:: Selected passage

Entry point: isvtest/src/isvtest/main.py.

run_validations_via_pytest() is the bridge isvctl calls. It transforms validation configs to pytest format, runs native pytest, and returns rich in-memory results (category, message) alongside the exit code.

  • core/validation.py - BaseValidation abstract class
  • core/discovery.py - finds BaseValidation subclasses and ReFrame tests
  • core/runners.py - LocalRunner, SlurmRunner, ...
  • core/{k8s,slurm,nvidia,ngc,workload}.py - domain helpers

Validation classes live in isvtest/src/isvtest/validations/ grouped by domain (generic.py, cluster.py, instance.py, network.py, iam.py, security.py, host.py, k8s_*.py, slurm_*.py, bm_*.py). Each subclass is auto-discovered. Filtering labels live on the YAML wiring (labels: [...] per check in the suite/ provider configs), not on the class; the catalog, pytest marks, isvctl docs, and the orchestrator's include/exclude-label filtering all read them from there.

Workloads (isvtest/src/isvtest/workloads/) are long-running tests (NIM, NCCL, stress) labelled ("workload", "slow", ...) with manifests and helper scripts colocated.

::::

> Given problem a
Reproduce verbatim the part of the isvtest overview that opens with the words containing "run_validations_via_pytest() is the" and closes with "the exit code.".
The isvtest overview and the entries come from unrelated sources.

:: Material supplied

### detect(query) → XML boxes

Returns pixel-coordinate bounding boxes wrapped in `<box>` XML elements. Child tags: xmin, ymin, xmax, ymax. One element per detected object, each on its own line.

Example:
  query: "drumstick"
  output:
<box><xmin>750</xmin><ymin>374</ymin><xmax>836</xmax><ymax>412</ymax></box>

::::

> Given problem b
Render the lines of the entries as a JSON list of strings, one string per line, omitting blank lines.

> Full output a
run_validations_via_pytest() is the bridge isvctl calls. It transforms validation configs to pytest format, runs native pytest, and returns rich in-memory results (category, message) alongside the exit code.

> Full output b
[
  "### detect(query) → XML boxes",
  "Returns pixel-coordinate bounding boxes wrapped in `<box>` XML elements. Child tags: xmin, ymin, xmax, ymax. One element per detected object, each on its own line.",
  "Example:",
  "  query: \"drumstick\"",
  "  output:",
  "<box><xmin>750</xmin><ymin>374</ymin><xmax>836</xmax><ymax>412</ymax></box>"
]